◆ TO DO ◆
Return the wording of the fallen-angels passage below between "A decade or" and "bit too old).", inclusive, copied word for word.

◆ SELECTED PASSAGE ◆

A decade or so after writing his commentary on Lombard’s Sentences, Thomas began his great undergraduate textbook for Dominican Friars, the Summa Theologica (James of Varazze missed out on it because he was just a little bit too old).

When he approaches the subject of Fallen Angels on his own, Thomas starts out by saying that the first sin of an Angel must be pride, and that the only other sin that an Angel, being purely spiritual, could possibly commit is envy.  All other sins deal with bodily appetites, and so are out of the running.  Pride means insubordination, not submitting to one’s superior.  Envy means sorrowing over another’s good, in this case, Mankind’s (ST 1.63.2).

Now, then, let’s look at the pride thing a bit more closely.  It turns out that “the Devil without any doubt sinned by wanting to be ‘as God’ is.”  This can only mean that he wanted to be “like God” in achieving happiness on his own, rather than receiving it as a gift from God.  This analysis gibes, Thomas says, with what Anselm says in his Dialogue on the Fall of the Devil:  namely, that the Devil could have had what he wanted if he had only stayed the way he was (ST 1.63.3).



All this seems pretty stupid on the Devil’s part, doesn’t it?  What gives?  I thought he was supposed to be really smart.  And all those other Angels, now Demons, screwed up in the same way!

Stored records

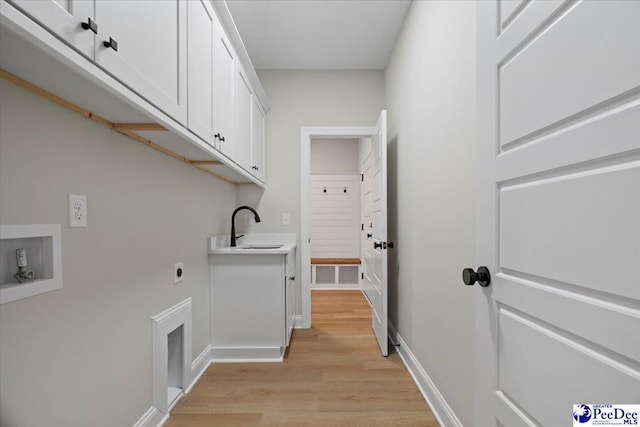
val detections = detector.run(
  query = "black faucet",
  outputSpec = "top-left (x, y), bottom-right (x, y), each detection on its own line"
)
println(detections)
top-left (229, 206), bottom-right (260, 247)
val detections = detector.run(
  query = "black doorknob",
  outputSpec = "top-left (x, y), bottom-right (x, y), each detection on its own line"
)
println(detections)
top-left (462, 266), bottom-right (491, 288)
top-left (80, 18), bottom-right (98, 34)
top-left (102, 37), bottom-right (118, 52)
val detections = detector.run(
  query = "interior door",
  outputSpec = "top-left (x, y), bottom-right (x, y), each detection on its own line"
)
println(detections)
top-left (476, 0), bottom-right (640, 426)
top-left (365, 110), bottom-right (389, 356)
top-left (360, 149), bottom-right (373, 305)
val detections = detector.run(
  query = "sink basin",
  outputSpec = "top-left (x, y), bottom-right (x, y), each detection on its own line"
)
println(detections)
top-left (238, 243), bottom-right (284, 249)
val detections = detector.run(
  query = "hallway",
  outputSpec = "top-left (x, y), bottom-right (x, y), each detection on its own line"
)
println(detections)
top-left (165, 291), bottom-right (438, 427)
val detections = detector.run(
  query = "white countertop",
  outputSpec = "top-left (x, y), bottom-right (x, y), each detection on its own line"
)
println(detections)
top-left (207, 233), bottom-right (296, 255)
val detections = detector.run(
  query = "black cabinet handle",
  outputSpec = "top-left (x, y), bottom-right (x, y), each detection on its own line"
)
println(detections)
top-left (80, 18), bottom-right (98, 34)
top-left (462, 266), bottom-right (491, 288)
top-left (102, 37), bottom-right (118, 52)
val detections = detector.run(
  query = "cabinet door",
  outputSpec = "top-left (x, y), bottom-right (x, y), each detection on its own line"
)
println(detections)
top-left (213, 23), bottom-right (236, 158)
top-left (234, 63), bottom-right (253, 170)
top-left (250, 95), bottom-right (265, 182)
top-left (95, 0), bottom-right (187, 125)
top-left (10, 0), bottom-right (95, 59)
top-left (187, 0), bottom-right (216, 146)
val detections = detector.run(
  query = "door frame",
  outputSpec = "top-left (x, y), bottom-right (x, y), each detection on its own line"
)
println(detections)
top-left (299, 126), bottom-right (375, 328)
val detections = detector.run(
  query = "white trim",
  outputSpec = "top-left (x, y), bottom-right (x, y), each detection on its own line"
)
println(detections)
top-left (296, 126), bottom-right (375, 328)
top-left (133, 345), bottom-right (211, 427)
top-left (211, 347), bottom-right (285, 363)
top-left (133, 406), bottom-right (169, 427)
top-left (184, 344), bottom-right (211, 394)
top-left (151, 298), bottom-right (192, 414)
top-left (388, 322), bottom-right (463, 427)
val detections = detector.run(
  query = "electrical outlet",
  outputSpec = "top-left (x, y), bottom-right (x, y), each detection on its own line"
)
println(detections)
top-left (69, 194), bottom-right (87, 227)
top-left (244, 213), bottom-right (256, 225)
top-left (173, 262), bottom-right (184, 283)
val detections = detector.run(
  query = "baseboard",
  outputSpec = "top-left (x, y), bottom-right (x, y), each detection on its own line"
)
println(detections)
top-left (133, 345), bottom-right (211, 427)
top-left (133, 406), bottom-right (169, 427)
top-left (389, 323), bottom-right (462, 427)
top-left (211, 347), bottom-right (284, 363)
top-left (185, 344), bottom-right (211, 394)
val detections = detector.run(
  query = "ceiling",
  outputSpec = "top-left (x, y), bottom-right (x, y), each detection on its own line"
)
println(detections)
top-left (227, 0), bottom-right (411, 70)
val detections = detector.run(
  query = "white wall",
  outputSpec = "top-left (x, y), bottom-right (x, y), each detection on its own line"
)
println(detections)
top-left (0, 81), bottom-right (236, 427)
top-left (237, 70), bottom-right (384, 313)
top-left (310, 138), bottom-right (360, 173)
top-left (385, 1), bottom-right (477, 426)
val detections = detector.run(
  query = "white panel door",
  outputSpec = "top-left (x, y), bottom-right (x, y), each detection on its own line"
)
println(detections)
top-left (10, 0), bottom-right (95, 59)
top-left (95, 0), bottom-right (187, 124)
top-left (233, 63), bottom-right (253, 170)
top-left (365, 110), bottom-right (389, 356)
top-left (213, 17), bottom-right (236, 158)
top-left (360, 150), bottom-right (373, 304)
top-left (187, 0), bottom-right (217, 147)
top-left (476, 0), bottom-right (640, 427)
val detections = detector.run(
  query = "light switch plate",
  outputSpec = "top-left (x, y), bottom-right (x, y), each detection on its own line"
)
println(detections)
top-left (244, 213), bottom-right (256, 225)
top-left (69, 194), bottom-right (87, 227)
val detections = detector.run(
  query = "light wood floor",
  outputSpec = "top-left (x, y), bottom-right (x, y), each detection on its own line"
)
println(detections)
top-left (165, 291), bottom-right (438, 427)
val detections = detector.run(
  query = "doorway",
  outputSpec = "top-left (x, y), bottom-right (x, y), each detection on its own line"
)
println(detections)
top-left (309, 138), bottom-right (371, 290)
top-left (300, 127), bottom-right (375, 328)
top-left (300, 110), bottom-right (392, 356)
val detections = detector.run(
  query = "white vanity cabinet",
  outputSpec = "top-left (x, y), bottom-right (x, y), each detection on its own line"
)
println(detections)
top-left (210, 248), bottom-right (295, 362)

◆ SOLUTION TO THIS EXERCISE ◆
A decade or so after writing his commentary on Lombard’s Sentences, Thomas began his great undergraduate textbook for Dominican Friars, the Summa Theologica (James of Varazze missed out on it because he was just a little bit too old).